— START TEXT BLOCK —

I’ve been following Leticia Ochoa Adams, one of my favorite Catholic writers, for years on social media and I’ve loved reading her blog posts. She has always said what I wished someone would say even though I didn’t know I wished that until she made me laugh out loud or feel totally seen by a Catholic writer in a way I had not felt before. I admire her fearless and thorough self assessments, her frank story telling. There is a freedom that inspires in the way she manages to be rigorously honest about herself without sounding self absorbed or over dramatic. Reading her writing feels like sitting at The Kettle late at night with a comfortable friend who still surprises with her stories and insights.
So when I saw she had a book coming out I couldn’t wait to read it. It’s called Our Lady of Hot Messes from Ave Maria Press. It is the author’s spiritual memoir; the story of her life, a record of her conversion, an experience of her spirituality, the lessons she has learned, her observations about the world, her commentary on the times we are living through.
Leticia Ochoa Adams is not shy. Thank goodness because the world needs her voice, the voice of a Tejano daughter of a single mother who has endured more than her share of trauma and tragedy. Most recently she has survived the suicide of her son, Anthony. She is able to talk about this and the abuse she experienced as a child without being either lurid or glib. She makes it easy to learn from what she has been through and in sharing these things she lights the way for others.
She writes about the ways she, and we, numb ourselves, attaching ourselves to activities and material things that keep us from being with God as fully as we could be like “doom scrolling,” on social media and even more innocent things we become inordinately attached to. She examines the mixed motivations she and we often have with a disarming simplicity and clarity.
She reminds us we should just be ourselves. The most important thing to her is being real. I think she has accomplished that with a strength and self possession that might make you raise your eyebrows a little as you read.

— END TEXT BLOCK —
— START RAW DATA —

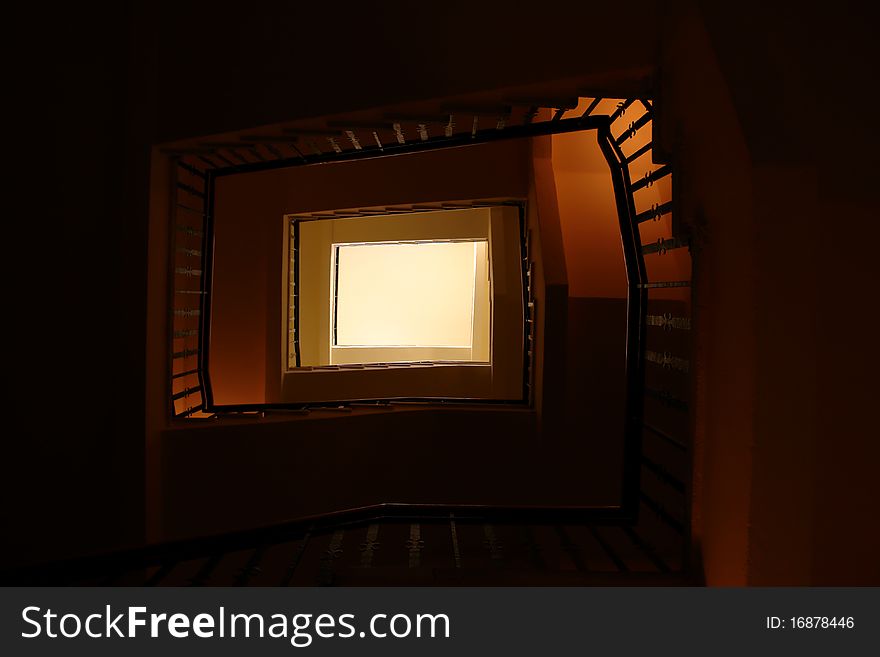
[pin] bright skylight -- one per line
(418, 294)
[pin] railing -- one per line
(390, 544)
(658, 369)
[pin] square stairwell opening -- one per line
(394, 302)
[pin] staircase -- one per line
(458, 548)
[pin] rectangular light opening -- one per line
(417, 300)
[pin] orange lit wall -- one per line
(247, 296)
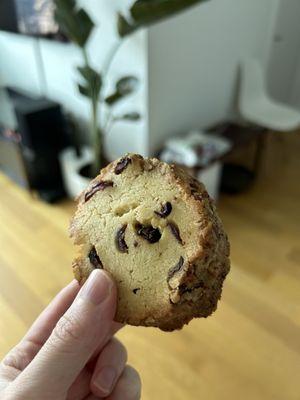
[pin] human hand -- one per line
(70, 353)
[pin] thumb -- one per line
(82, 329)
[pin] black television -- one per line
(30, 17)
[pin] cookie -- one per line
(157, 232)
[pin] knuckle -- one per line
(120, 348)
(68, 329)
(134, 383)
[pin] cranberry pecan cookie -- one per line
(157, 232)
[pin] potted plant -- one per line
(77, 25)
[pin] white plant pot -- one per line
(71, 164)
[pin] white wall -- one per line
(18, 68)
(188, 66)
(193, 62)
(284, 62)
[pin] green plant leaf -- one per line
(84, 90)
(147, 12)
(132, 116)
(76, 24)
(124, 87)
(124, 27)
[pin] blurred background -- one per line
(213, 86)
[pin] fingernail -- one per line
(105, 380)
(97, 288)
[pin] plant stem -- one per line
(95, 132)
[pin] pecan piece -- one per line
(122, 164)
(120, 239)
(147, 232)
(175, 231)
(96, 187)
(94, 258)
(165, 210)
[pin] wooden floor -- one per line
(249, 349)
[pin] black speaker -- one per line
(42, 129)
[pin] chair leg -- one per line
(260, 151)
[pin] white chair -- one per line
(255, 105)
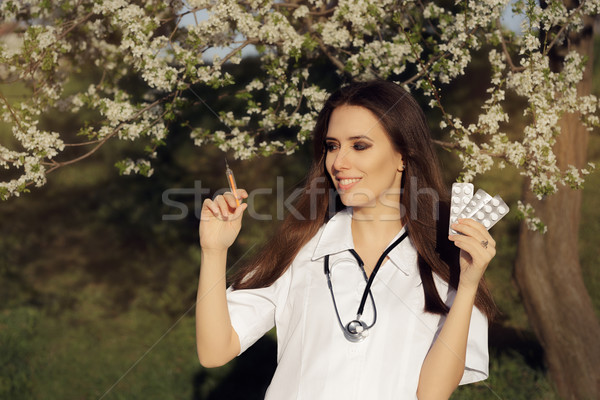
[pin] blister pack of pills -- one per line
(480, 206)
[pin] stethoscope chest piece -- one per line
(356, 331)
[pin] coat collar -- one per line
(336, 237)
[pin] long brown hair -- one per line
(424, 198)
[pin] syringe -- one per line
(231, 181)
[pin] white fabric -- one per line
(315, 361)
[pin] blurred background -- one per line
(98, 283)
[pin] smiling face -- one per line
(361, 160)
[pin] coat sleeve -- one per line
(252, 311)
(477, 355)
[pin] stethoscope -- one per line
(357, 330)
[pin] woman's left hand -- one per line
(477, 248)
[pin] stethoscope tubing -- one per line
(359, 336)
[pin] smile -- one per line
(347, 183)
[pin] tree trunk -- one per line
(548, 272)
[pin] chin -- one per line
(356, 200)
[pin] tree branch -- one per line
(513, 67)
(563, 28)
(331, 57)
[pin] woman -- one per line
(373, 301)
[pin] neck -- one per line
(374, 225)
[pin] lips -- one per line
(346, 183)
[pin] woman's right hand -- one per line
(221, 221)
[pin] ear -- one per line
(400, 163)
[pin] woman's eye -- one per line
(360, 146)
(330, 146)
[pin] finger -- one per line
(474, 229)
(475, 248)
(224, 207)
(230, 198)
(239, 211)
(209, 206)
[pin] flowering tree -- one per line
(422, 45)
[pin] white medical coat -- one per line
(314, 360)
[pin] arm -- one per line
(444, 365)
(216, 340)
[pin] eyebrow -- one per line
(352, 138)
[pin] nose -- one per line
(340, 162)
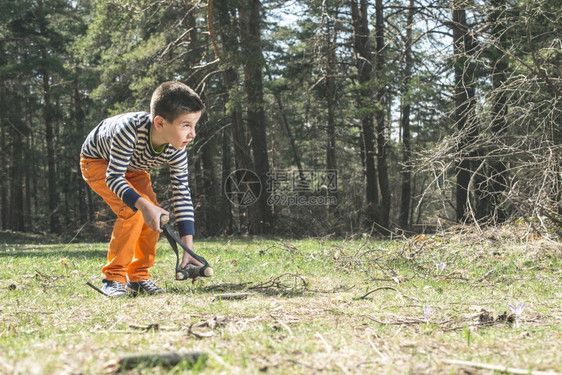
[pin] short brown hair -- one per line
(172, 99)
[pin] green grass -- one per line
(313, 306)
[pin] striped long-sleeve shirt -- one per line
(124, 142)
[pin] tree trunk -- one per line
(48, 117)
(250, 39)
(464, 107)
(380, 95)
(331, 162)
(497, 170)
(364, 63)
(406, 175)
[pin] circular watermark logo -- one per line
(243, 187)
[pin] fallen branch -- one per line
(385, 288)
(230, 296)
(168, 360)
(501, 368)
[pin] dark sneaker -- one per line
(113, 288)
(144, 286)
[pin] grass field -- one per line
(412, 306)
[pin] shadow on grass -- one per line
(45, 253)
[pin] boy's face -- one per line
(180, 132)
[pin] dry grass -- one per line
(306, 307)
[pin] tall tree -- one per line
(464, 105)
(405, 110)
(364, 63)
(380, 97)
(253, 62)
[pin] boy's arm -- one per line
(151, 213)
(188, 241)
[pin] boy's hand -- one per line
(186, 258)
(151, 213)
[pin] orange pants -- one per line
(132, 248)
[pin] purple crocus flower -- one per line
(517, 310)
(426, 311)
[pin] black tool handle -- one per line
(189, 271)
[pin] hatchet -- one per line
(190, 271)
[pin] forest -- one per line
(332, 117)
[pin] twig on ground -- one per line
(499, 368)
(328, 347)
(283, 324)
(230, 296)
(385, 288)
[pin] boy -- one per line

— END RAW DATA —

> **TASK REQUIREMENTS**
Reproduce the book review of Our Lady of Hot Messes word for word, from start to finish.

> **RESPONSE**
I’ve been following Leticia Ochoa Adams, one of my favorite Catholic writers, for years on social media and I’ve loved reading her blog posts. She has always said what I wished someone would say even though I didn’t know I wished that until she made me laugh out loud or feel totally seen by a Catholic writer in a way I had not felt before. I admire her fearless and thorough self assessments, her frank story telling. There is a freedom that inspires in the way she manages to be rigorously honest about herself without sounding self absorbed or over dramatic. Reading her writing feels like sitting at The Kettle late at night with a comfortable friend who still surprises with her stories and insights.
So when I saw she had a book coming out I couldn’t wait to read it. It’s called Our Lady of Hot Messes from Ave Maria Press. It is the author’s spiritual memoir; the story of her life, a record of her conversion, an experience of her spirituality, the lessons she has learned, her observations about the world, her commentary on the times we are living through.
Leticia Ochoa Adams is not shy. Thank goodness because the world needs her voice, the voice of a Tejano daughter of a single mother who has endured more than her share of trauma and tragedy. Most recently she has survived the suicide of her son, Anthony. She is able to talk about this and the abuse she experienced as a child without being either lurid or glib. She makes it easy to learn from what she has been through and in sharing these things she lights the way for others.
She writes about the ways she, and we, numb ourselves, attaching ourselves to activities and material things that keep us from being with God as fully as we could be like “doom scrolling,” on social media and even more innocent things we become inordinately attached to. She examines the mixed motivations she and we often have with a disarming simplicity and clarity.
She reminds us we should just be ourselves. The most important thing to her is being real. I think she has accomplished that with a strength and self possession that might make you raise your eyebrows a little as you read.